EXERCISE REQUIREMENTS> Render the lines below as a Markdown table with two columns, Row and Line. Row holds a running number and Line holds the text of each line; leave out blank lines and omit the pictures.

——————

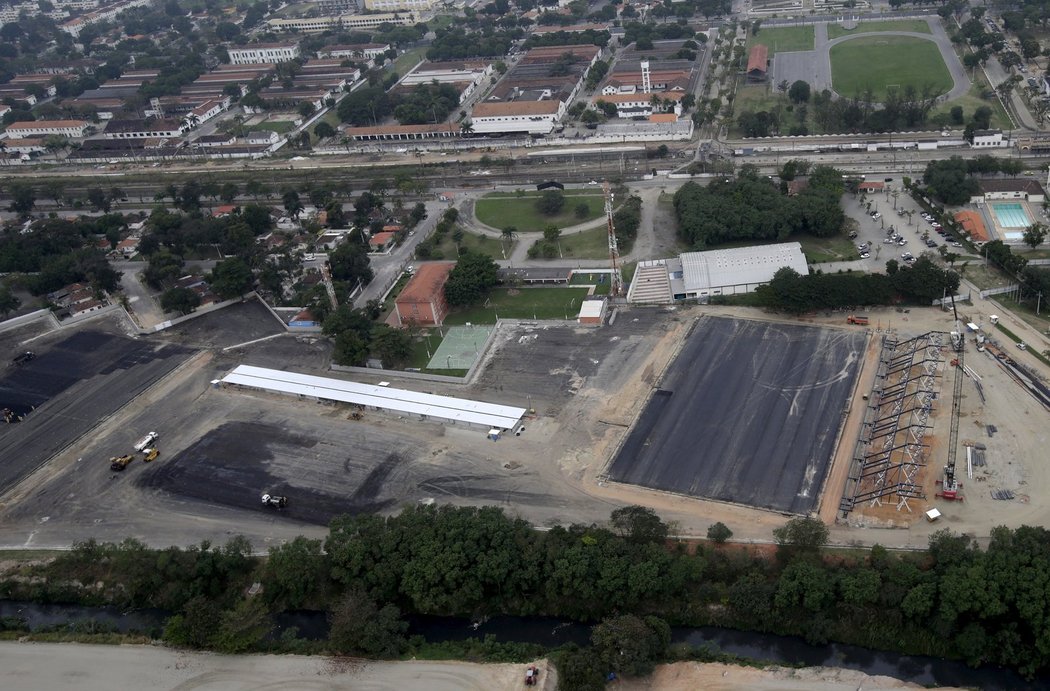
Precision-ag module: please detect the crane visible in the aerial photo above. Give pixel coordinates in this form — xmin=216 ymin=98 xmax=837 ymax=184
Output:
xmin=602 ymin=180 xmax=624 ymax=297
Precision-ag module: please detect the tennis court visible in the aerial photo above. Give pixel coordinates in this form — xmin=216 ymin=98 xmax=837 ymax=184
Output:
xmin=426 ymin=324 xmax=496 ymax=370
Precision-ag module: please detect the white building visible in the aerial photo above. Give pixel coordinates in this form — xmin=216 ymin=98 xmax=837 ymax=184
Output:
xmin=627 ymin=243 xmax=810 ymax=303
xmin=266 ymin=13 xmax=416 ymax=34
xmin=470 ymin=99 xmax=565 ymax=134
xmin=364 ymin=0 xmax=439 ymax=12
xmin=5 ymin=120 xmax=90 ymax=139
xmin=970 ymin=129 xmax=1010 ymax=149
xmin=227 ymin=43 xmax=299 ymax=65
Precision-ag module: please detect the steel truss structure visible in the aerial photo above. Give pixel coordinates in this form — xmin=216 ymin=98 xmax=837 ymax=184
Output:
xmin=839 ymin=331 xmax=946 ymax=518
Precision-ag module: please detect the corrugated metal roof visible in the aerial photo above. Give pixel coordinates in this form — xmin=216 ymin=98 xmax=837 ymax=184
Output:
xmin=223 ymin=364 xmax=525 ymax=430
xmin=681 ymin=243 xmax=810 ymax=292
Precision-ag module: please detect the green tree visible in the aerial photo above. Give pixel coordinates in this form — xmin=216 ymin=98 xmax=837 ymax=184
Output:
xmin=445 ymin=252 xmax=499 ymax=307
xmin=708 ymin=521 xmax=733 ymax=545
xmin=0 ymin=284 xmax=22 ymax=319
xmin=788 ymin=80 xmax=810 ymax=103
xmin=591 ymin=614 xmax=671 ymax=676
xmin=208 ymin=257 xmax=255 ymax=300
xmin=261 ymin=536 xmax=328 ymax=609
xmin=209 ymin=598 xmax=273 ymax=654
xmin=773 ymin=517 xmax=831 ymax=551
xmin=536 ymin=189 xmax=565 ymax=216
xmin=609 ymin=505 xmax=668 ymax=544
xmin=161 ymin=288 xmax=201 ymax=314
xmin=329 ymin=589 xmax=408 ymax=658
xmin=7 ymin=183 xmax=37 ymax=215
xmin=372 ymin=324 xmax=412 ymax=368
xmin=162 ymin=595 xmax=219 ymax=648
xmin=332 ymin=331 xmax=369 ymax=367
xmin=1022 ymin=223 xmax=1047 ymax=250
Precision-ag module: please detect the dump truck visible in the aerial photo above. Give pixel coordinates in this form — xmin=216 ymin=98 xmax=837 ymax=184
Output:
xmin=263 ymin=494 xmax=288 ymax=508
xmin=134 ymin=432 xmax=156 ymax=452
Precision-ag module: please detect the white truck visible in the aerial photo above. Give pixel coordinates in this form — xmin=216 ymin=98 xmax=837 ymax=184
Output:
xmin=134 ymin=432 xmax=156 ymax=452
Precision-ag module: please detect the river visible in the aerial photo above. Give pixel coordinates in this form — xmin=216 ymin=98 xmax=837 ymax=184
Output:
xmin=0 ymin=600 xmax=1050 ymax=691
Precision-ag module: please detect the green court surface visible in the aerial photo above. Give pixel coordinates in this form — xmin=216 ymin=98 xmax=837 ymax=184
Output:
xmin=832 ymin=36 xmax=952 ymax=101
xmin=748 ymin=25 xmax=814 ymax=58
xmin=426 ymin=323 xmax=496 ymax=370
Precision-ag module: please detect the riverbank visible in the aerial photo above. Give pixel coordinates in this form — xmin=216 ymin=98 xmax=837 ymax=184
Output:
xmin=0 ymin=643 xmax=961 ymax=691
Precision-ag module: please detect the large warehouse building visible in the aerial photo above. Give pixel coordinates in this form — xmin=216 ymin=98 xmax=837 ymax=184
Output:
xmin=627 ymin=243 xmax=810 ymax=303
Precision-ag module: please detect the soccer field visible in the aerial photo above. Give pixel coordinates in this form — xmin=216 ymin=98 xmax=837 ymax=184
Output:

——————

SOLUTION>
| Row | Line |
|---|---|
| 1 | Precision-ag module: please detect the crane visible in the aerial photo above. Give pixel coordinates in this form — xmin=216 ymin=98 xmax=837 ymax=184 |
| 2 | Output: |
| 3 | xmin=602 ymin=180 xmax=624 ymax=297 |
| 4 | Precision-ag module: please detect the tennis court visible in the aerial photo above. Give pixel coordinates in this form — xmin=216 ymin=98 xmax=837 ymax=184 |
| 5 | Output: |
| 6 | xmin=426 ymin=324 xmax=496 ymax=370 |
| 7 | Precision-ag module: please detect the white building visible in the aerial photo above. Give pixel coordinates in this form — xmin=216 ymin=98 xmax=837 ymax=184 |
| 8 | Output: |
| 9 | xmin=627 ymin=243 xmax=810 ymax=303 |
| 10 | xmin=266 ymin=13 xmax=416 ymax=34 |
| 11 | xmin=470 ymin=99 xmax=565 ymax=134 |
| 12 | xmin=364 ymin=0 xmax=439 ymax=12 |
| 13 | xmin=5 ymin=120 xmax=90 ymax=139 |
| 14 | xmin=970 ymin=129 xmax=1010 ymax=149 |
| 15 | xmin=227 ymin=43 xmax=299 ymax=65 |
| 16 | Precision-ag module: please detect the steel truss structure visible in the aerial photo above. Give pixel coordinates in this form — xmin=216 ymin=98 xmax=837 ymax=184 |
| 17 | Output: |
| 18 | xmin=839 ymin=331 xmax=946 ymax=518 |
| 19 | Precision-ag module: please detect the corrugated metal roof visible in the aerial photo above. Give pixel coordinates in this form — xmin=216 ymin=98 xmax=837 ymax=184 |
| 20 | Output: |
| 21 | xmin=223 ymin=364 xmax=525 ymax=430 |
| 22 | xmin=681 ymin=243 xmax=810 ymax=292 |
| 23 | Precision-ag module: please detect the green tree visible in the aerial photo above. Give pixel coordinates in this form — xmin=216 ymin=98 xmax=837 ymax=184 |
| 24 | Output: |
| 25 | xmin=445 ymin=252 xmax=499 ymax=307 |
| 26 | xmin=708 ymin=521 xmax=733 ymax=545 |
| 27 | xmin=0 ymin=284 xmax=22 ymax=319 |
| 28 | xmin=788 ymin=80 xmax=810 ymax=103 |
| 29 | xmin=591 ymin=614 xmax=671 ymax=676 |
| 30 | xmin=208 ymin=257 xmax=255 ymax=300 |
| 31 | xmin=261 ymin=536 xmax=328 ymax=609 |
| 32 | xmin=209 ymin=598 xmax=273 ymax=654 |
| 33 | xmin=773 ymin=517 xmax=831 ymax=551 |
| 34 | xmin=536 ymin=189 xmax=565 ymax=216 |
| 35 | xmin=609 ymin=505 xmax=668 ymax=544 |
| 36 | xmin=161 ymin=288 xmax=201 ymax=314 |
| 37 | xmin=329 ymin=589 xmax=408 ymax=658 |
| 38 | xmin=7 ymin=183 xmax=37 ymax=215 |
| 39 | xmin=372 ymin=324 xmax=412 ymax=368 |
| 40 | xmin=162 ymin=595 xmax=219 ymax=648 |
| 41 | xmin=332 ymin=331 xmax=369 ymax=367 |
| 42 | xmin=1022 ymin=223 xmax=1047 ymax=250 |
| 43 | Precision-ag module: please detect the dump truck visible in the aerial photo above. Give pixel coordinates in this form — xmin=216 ymin=98 xmax=837 ymax=184 |
| 44 | Output: |
| 45 | xmin=263 ymin=494 xmax=288 ymax=508 |
| 46 | xmin=134 ymin=432 xmax=156 ymax=452 |
| 47 | Precision-ag module: please detect the white truck visible in the aerial photo above. Give pixel coordinates in this form — xmin=216 ymin=98 xmax=837 ymax=184 |
| 48 | Output: |
| 49 | xmin=134 ymin=432 xmax=156 ymax=452 |
| 50 | Precision-ag module: please detect the river visible in the aerial photo above. Give pixel coordinates in this form — xmin=216 ymin=98 xmax=837 ymax=184 |
| 51 | Output: |
| 52 | xmin=0 ymin=600 xmax=1050 ymax=691 |
| 53 | Precision-ag module: please detect the green court surface visible in the aerial photo above. Give pixel coordinates in this form — xmin=216 ymin=98 xmax=837 ymax=184 |
| 54 | Output: |
| 55 | xmin=832 ymin=36 xmax=952 ymax=101 |
| 56 | xmin=748 ymin=25 xmax=814 ymax=58 |
| 57 | xmin=426 ymin=323 xmax=496 ymax=370 |
| 58 | Precision-ag module: please detect the riverbank visible in the aerial photo above. Give pixel coordinates in this form — xmin=216 ymin=98 xmax=837 ymax=184 |
| 59 | Output: |
| 60 | xmin=0 ymin=643 xmax=961 ymax=691 |
| 61 | Precision-ag module: please detect the large warehouse building visible in the aerial photo above. Give pixel coordinates in this form — xmin=216 ymin=98 xmax=837 ymax=184 |
| 62 | Output: |
| 63 | xmin=627 ymin=243 xmax=810 ymax=303 |
| 64 | Precision-ag module: please detect the soccer field visible in the aerial photo above. Give pixel coordinates in this form — xmin=216 ymin=98 xmax=837 ymax=184 |
| 65 | Output: |